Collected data
======

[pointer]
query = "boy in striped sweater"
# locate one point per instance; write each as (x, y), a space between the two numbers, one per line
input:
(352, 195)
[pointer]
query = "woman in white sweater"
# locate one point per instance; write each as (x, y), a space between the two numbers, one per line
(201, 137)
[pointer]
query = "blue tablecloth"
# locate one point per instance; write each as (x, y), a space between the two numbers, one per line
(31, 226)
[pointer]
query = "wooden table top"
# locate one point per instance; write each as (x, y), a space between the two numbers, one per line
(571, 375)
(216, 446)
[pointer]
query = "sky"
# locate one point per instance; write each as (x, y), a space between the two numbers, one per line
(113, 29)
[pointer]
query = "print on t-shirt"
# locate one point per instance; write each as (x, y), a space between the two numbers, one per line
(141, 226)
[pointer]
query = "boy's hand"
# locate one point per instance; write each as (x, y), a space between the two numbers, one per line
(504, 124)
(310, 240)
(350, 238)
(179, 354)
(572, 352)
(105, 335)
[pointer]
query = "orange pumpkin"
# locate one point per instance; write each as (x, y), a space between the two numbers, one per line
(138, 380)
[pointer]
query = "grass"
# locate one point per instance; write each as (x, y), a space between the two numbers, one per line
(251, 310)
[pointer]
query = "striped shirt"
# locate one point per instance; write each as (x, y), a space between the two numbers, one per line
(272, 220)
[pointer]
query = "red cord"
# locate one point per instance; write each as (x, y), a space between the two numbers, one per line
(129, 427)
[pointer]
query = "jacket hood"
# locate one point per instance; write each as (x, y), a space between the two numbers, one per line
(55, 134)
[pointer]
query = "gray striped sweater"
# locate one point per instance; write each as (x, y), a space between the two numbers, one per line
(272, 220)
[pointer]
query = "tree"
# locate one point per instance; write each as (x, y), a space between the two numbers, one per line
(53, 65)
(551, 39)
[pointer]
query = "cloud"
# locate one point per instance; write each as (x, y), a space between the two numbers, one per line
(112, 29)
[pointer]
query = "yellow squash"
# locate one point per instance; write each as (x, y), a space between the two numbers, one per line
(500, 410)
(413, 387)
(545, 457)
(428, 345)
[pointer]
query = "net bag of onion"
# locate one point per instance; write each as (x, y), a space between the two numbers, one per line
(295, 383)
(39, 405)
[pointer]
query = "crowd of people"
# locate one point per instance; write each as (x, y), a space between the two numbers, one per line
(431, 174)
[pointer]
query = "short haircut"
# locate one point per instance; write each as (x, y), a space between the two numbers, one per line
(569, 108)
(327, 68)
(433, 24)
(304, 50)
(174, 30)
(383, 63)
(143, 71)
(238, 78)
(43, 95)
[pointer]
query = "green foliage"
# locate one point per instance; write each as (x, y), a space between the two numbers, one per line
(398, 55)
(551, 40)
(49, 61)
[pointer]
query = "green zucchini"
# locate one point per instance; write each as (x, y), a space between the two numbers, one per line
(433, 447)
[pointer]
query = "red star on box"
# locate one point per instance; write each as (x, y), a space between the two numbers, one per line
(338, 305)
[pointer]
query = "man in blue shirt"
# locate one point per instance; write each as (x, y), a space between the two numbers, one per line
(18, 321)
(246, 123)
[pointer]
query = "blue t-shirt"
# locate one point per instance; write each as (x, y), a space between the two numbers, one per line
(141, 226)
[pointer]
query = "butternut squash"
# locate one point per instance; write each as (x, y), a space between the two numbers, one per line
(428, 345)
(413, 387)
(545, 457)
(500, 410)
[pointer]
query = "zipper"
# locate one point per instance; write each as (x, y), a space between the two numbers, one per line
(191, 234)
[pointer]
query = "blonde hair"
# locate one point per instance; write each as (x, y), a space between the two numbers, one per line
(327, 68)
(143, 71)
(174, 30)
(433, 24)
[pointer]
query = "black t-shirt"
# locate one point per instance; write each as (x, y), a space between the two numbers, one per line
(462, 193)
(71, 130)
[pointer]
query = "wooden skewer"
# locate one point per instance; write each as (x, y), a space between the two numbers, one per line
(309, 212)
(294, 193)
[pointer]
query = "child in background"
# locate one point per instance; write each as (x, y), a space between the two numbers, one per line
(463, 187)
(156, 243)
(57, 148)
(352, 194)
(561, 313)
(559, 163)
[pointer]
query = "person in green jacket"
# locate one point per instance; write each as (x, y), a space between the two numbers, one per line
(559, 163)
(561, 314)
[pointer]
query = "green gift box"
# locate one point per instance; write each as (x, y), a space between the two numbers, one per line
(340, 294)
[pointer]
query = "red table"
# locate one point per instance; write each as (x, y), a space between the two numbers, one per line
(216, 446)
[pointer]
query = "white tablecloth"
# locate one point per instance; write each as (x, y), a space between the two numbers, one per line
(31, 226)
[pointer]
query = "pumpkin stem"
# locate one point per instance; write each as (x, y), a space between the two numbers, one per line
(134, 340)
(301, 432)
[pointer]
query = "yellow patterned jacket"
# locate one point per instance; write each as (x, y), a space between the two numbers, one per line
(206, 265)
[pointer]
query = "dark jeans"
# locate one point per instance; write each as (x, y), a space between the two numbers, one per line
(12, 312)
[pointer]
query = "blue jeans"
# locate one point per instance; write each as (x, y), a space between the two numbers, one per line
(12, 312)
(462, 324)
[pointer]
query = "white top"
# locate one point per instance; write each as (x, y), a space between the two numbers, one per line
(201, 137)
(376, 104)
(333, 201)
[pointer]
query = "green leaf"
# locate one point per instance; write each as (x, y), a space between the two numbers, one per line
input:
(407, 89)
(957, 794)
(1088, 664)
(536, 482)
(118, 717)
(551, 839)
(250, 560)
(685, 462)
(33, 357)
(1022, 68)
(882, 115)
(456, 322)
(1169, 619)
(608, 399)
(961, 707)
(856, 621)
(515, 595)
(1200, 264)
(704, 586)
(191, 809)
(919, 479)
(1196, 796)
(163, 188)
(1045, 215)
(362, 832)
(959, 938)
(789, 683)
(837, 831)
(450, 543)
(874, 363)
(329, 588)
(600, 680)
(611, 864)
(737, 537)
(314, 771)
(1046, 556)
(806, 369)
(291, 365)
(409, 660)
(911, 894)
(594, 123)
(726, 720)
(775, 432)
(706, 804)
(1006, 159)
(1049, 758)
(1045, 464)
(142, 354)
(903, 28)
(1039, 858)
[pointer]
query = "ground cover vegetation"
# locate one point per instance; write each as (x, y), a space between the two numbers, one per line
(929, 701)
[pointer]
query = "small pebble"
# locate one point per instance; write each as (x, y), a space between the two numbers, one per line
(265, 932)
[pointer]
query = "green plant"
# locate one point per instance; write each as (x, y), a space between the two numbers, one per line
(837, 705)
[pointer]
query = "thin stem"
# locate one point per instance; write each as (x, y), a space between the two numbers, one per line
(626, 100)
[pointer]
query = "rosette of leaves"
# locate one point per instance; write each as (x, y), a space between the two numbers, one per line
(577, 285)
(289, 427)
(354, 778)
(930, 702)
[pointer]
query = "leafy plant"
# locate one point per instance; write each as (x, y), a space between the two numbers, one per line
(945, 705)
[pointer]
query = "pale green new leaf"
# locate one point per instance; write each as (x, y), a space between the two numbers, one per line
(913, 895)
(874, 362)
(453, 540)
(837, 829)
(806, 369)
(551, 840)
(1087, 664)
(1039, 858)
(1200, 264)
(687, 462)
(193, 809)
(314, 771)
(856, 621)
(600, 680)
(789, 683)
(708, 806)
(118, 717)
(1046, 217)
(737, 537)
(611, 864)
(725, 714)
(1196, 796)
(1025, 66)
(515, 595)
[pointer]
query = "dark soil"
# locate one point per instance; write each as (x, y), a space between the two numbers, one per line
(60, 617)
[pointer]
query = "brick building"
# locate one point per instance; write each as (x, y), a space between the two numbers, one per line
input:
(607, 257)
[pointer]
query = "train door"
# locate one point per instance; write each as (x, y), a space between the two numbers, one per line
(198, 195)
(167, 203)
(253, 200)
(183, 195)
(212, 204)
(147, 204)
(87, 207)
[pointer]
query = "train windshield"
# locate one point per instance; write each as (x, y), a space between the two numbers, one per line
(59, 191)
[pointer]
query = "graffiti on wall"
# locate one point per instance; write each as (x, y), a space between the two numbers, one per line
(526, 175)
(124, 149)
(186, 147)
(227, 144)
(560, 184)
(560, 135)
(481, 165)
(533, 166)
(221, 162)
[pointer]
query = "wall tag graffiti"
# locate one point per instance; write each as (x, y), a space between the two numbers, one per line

======

YOUR OBJECTIVE:
Throughout the data above, report every line that contains the string "green".

WRITTEN ANSWER:
query = "green foliage"
query = "green zucchini"
query = "person in green jacket"
query = "green gift box"
query = "green leaf"
query = "green plant"
query = "pale green new leaf"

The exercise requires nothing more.